**TEXTAUSZUG**

Diese kleinen Verschiebungen in der Sprache öffnen große Räume im Denken. So kann es gut sein, zukünftig von „Genesungszeit“ statt vom „Krankenstand“ oder von „Resilienzgrenze“ statt „Überlastungsanzeigen“ zu sprechen.

Positive Psychologie: Sprache als Spiegel der inneren Haltung

Die Positive Psychologie lehrt uns: Worte sind nicht neutral. Sie aktivieren Emotionen, sie öffnen oder schließen, sie verbinden oder trennen. Und sie wirken nicht nur auf andere, sondern auch auf uns selbst.

Wenn ich mir morgens sage: „Ich darf heute ein Team begleiten“ – dann gehe ich mit einer ganz anderen Haltung in den Tag, als wenn ich denke: „Ich muss heute noch ein Seminar halten.“ Sprache ist nicht nur Kommunikation – sie ist Innenarchitektur unserer Gedanken.

**AUFGABENSTELLUNG**
Welchen Begriff schlägt der Text über Sprache und Positive Psychologie anstelle von „Krankenstand“ vor? Das anschließende Material steht für sich und gehört nicht zum Text.

**BEREITGESTELLTES MATERIAL**
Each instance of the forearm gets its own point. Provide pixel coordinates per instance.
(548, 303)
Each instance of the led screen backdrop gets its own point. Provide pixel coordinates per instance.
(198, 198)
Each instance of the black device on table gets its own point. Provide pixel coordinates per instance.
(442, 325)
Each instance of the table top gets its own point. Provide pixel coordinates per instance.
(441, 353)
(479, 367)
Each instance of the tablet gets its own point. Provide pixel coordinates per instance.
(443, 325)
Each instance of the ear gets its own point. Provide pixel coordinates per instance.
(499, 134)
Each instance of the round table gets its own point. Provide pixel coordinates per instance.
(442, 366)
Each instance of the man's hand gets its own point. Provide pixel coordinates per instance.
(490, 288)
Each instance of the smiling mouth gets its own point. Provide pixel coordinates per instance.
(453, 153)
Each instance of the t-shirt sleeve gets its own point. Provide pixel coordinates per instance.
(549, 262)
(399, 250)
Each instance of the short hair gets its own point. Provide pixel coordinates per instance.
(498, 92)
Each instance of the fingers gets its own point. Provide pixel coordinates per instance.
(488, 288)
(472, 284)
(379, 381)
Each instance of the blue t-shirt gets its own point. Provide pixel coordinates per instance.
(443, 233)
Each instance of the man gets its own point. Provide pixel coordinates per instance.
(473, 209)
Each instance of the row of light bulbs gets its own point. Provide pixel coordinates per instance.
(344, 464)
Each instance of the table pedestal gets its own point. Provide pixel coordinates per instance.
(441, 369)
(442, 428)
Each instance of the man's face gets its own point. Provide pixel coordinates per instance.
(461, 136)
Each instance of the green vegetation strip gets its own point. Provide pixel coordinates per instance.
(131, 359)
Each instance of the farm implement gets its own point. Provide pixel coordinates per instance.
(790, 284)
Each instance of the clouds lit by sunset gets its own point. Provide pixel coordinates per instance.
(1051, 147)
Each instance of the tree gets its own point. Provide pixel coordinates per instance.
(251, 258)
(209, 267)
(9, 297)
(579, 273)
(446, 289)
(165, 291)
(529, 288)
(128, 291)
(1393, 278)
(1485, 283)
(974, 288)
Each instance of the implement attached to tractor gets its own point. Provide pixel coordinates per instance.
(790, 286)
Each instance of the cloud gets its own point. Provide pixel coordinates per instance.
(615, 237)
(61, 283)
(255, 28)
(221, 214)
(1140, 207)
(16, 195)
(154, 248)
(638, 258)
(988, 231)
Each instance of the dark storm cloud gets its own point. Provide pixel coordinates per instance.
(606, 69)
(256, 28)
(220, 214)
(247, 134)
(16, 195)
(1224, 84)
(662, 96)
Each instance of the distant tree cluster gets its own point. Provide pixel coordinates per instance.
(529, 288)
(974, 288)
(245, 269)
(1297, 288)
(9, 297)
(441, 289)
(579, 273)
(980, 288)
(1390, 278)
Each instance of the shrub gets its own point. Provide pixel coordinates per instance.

**ERGEBNIS**
„Genesungszeit“